**YOUR TASK:**
The expected answer is the data below, retyped exactly.

**EXERCISE INPUTS:**

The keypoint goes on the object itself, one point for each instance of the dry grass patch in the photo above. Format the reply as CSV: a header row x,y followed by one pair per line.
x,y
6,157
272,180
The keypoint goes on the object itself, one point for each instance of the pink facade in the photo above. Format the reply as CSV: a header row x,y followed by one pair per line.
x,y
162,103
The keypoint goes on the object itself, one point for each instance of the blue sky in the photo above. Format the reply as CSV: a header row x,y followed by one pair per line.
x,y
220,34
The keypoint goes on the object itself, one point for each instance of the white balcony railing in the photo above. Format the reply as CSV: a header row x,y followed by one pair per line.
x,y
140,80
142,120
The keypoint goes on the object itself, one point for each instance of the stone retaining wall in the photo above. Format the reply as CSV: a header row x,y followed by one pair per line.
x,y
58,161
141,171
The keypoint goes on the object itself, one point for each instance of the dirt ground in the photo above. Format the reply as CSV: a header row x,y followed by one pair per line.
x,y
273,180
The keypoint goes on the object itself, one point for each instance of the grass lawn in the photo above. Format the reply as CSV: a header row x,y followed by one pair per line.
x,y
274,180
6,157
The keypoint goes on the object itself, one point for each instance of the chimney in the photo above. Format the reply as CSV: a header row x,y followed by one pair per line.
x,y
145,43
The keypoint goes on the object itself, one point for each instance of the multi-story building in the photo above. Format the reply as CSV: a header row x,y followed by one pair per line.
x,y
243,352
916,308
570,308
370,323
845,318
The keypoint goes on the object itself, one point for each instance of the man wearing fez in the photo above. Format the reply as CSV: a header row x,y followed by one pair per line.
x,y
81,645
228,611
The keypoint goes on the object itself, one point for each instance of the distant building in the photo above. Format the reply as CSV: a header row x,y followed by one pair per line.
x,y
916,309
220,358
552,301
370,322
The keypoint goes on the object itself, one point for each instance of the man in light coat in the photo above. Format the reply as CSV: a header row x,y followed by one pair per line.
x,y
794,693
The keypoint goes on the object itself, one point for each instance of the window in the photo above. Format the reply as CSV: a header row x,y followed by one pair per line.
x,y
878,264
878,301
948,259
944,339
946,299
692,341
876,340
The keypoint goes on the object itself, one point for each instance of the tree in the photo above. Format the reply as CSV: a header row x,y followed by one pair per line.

**RESPONSE:**
The keypoint goes on the object itself, one point for each instance of the dry grass patch in the photo above. Format the reply as CSV: a header row x,y followed by one pair per line.
x,y
6,157
272,180
The keypoint goes on the object itself, one point for each instance of the pink facade in the photo above. Format the reply as CSV: a header row x,y followed by one pair per line.
x,y
162,103
The keypoint goes on the object itself, one point for each instance of the blue sky in the photo above. Format the reply as CSV: a header row x,y followed by one pair per line.
x,y
220,34
The keypoint goes on the object itself, one point for each instance of the white balcony railing in the photo above. Format the reply as CSV: a header row x,y followed by one pair per line.
x,y
140,80
142,120
The keypoint goes on the object itself, one point for each instance of the stone retaining wall in the photo above. Format the reply as CSV: a header row x,y followed by one pair per line.
x,y
58,161
141,171
The keypoint goes on the object itself, one point for each instance of the dirt ground in the photo above. Format the reply as CSV: a header row x,y followed by one pair per line.
x,y
273,180
The keypoint goes on the object itself, one point for each instance of the grass lawn in the photo above. Format the reply as CSV: a header row x,y followed by one pair per line.
x,y
274,180
6,157
The keypoint goes on the object itself, one point for each instance of the chimney in the photo above. Format the reply as CSV: a header row x,y followed by one pair per line.
x,y
145,43
The keypoint goes on the object itself, one point for each instance of the multi-story building in the photo above. Format the reply as CSV: a header row x,y followed by one pair per line.
x,y
243,352
916,308
570,308
370,323
845,318
The keypoint goes on the object itself, one point for each instance of the man wearing fez in the photo above. Format the reply as CSV: a header row x,y followed by one pair per line.
x,y
81,645
228,611
The keypoint goes on the object itself, one point for each instance of the distant building in the photo above. Format the reply as CSV: a header row x,y followed by one pair per line.
x,y
916,309
220,358
552,301
370,322
The keypoint goes on the object itself, one point for each instance of the man in light coat in the photo above. Format the reply as CSV: a header row x,y followed by one pair per line.
x,y
794,693
The keypoint goes on the object itself, one point for each instance of the window in the photo above. Format the reply as CSV: a header row x,y followed by one pair per line.
x,y
878,264
878,301
948,259
944,339
946,299
692,341
876,340
The keypoint goes on the object itself, one point for each instance of the tree in the photo above. Format the reply as CSV: a header row x,y followed by one pair per line.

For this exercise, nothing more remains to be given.